═════ DATA SHOWN ═════

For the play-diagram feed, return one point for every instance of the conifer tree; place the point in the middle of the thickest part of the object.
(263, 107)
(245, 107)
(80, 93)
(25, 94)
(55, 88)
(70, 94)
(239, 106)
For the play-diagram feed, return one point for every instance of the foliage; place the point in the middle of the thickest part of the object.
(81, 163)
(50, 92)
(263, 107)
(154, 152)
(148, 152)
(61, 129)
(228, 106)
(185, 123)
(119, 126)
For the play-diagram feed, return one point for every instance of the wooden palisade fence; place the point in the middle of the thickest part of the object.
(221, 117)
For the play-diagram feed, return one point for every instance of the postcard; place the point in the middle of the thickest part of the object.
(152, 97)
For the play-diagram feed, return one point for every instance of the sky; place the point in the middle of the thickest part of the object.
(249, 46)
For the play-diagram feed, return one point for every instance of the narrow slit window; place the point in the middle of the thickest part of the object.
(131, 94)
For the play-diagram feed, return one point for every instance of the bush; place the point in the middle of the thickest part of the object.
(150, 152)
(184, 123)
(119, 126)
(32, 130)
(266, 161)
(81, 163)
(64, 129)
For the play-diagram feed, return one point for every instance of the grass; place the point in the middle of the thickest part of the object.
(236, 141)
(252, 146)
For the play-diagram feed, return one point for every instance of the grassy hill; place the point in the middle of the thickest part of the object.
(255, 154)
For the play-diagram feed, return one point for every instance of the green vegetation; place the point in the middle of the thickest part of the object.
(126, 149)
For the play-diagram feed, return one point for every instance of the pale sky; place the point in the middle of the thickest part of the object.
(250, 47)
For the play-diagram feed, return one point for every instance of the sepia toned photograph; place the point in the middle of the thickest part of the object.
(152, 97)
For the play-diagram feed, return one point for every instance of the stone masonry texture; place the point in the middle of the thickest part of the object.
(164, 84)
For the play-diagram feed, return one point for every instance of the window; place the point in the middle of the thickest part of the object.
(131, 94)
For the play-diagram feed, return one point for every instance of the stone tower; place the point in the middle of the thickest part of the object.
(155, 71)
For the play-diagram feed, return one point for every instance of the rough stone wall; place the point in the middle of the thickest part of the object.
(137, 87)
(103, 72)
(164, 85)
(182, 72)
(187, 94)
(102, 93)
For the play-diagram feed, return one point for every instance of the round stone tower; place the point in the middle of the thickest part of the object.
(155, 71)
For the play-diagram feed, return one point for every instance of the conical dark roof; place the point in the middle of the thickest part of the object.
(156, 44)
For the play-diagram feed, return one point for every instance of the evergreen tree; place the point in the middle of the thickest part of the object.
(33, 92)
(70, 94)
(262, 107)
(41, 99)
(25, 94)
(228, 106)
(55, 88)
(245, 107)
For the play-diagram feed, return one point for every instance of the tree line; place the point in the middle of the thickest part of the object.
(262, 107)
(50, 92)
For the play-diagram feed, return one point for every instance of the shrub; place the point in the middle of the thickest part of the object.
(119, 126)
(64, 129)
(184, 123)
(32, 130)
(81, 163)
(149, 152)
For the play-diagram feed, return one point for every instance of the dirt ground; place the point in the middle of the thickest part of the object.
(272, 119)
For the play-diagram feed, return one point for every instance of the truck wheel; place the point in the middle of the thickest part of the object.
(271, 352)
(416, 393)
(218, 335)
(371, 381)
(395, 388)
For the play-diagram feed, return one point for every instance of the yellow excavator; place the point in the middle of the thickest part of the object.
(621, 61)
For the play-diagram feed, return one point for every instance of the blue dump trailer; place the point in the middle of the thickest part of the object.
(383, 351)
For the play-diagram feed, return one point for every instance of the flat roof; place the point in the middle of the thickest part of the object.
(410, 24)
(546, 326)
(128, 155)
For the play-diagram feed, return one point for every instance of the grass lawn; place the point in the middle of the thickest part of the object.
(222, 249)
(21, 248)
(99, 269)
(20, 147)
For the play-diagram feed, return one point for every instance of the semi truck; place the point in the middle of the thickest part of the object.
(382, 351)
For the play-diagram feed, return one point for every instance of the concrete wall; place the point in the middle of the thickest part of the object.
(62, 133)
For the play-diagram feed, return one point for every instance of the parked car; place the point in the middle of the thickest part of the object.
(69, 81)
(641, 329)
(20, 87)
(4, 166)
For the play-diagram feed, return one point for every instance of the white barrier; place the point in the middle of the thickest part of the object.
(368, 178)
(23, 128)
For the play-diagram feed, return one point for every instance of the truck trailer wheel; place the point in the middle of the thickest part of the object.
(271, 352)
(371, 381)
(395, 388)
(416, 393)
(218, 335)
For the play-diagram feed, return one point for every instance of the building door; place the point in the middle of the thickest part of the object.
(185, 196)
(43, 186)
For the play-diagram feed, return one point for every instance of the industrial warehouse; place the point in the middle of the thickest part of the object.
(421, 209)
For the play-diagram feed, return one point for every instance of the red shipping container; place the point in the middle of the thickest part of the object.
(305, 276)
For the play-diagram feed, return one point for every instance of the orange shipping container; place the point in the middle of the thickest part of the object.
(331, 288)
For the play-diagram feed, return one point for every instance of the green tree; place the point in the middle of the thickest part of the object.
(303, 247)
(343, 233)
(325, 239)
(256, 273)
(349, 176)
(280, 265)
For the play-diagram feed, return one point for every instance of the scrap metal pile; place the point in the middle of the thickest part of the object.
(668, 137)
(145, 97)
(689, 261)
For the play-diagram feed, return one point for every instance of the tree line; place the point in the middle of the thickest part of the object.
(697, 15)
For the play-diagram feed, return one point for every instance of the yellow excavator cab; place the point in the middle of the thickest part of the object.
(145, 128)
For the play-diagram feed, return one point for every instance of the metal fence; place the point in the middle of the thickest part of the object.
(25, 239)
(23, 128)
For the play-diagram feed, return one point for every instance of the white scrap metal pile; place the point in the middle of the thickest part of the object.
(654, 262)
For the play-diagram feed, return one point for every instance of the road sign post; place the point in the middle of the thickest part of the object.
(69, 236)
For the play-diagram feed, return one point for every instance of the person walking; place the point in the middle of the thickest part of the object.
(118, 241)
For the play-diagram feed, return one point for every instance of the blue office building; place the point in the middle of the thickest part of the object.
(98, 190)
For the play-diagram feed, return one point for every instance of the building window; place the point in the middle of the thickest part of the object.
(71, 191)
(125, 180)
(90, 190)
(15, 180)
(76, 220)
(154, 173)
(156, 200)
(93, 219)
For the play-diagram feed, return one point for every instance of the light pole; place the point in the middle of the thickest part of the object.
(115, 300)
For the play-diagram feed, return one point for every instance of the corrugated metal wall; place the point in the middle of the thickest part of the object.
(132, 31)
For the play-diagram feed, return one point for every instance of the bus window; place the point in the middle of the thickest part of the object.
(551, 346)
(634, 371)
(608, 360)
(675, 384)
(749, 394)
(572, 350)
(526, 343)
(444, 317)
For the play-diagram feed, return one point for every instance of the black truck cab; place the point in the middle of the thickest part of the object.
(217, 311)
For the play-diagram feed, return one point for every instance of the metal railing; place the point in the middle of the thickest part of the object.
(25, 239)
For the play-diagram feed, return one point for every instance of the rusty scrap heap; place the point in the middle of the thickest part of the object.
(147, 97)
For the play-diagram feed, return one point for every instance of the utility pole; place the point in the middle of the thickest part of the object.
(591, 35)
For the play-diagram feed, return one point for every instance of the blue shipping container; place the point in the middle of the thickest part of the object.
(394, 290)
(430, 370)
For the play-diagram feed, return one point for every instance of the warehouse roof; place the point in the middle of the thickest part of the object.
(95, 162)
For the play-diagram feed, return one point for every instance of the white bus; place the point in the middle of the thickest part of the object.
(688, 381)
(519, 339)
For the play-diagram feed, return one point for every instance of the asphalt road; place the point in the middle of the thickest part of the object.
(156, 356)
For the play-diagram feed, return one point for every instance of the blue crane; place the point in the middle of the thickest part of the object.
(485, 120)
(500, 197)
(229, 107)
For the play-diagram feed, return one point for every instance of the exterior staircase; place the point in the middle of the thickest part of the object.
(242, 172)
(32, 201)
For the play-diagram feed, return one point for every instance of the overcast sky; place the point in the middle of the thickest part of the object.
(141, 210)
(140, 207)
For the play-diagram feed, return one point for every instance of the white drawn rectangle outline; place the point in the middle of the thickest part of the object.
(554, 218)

═════

Nothing but the lines from the line with "of the utility" to the last line of the listing above should appear; please retype them exactly, both ends included.

For the play-diagram feed, return one point for every instance of the utility pole; place the point in the middle of the thickest part of the object.
(591, 35)
For the play-diagram feed, return one point for every instance of the blue shipping container; place the point in the middle of the thickest part of the object.
(394, 290)
(430, 370)
For the play-diagram feed, return one point for every instance of the warehouse roof; place the point in the middle of the thickest part of the object.
(95, 162)
For the play-diagram feed, return one point for every instance of the white bus; place the point in the middle of the thickest part of the object.
(688, 381)
(519, 339)
For the play-diagram feed, return one point for every instance of the asphalt road; place the point in the middle of the thickest part of the object.
(156, 356)
For the play-diagram feed, return one point for every instance of the blue crane; place the point in the middle of the thickest part of the object.
(485, 120)
(500, 197)
(229, 107)
For the play-diagram feed, return one point for every instance of the exterior staircase; place the point in the middle of the thickest part of the object.
(242, 172)
(32, 201)
For the play-diagram feed, return one point for every instance of the overcast sky; place the point in the middle of the thickest part of the object.
(141, 210)
(140, 207)
For the play-diagram feed, return one point for every instance of the white drawn rectangle outline; place the point in the middle of the thickest part of the object.
(554, 218)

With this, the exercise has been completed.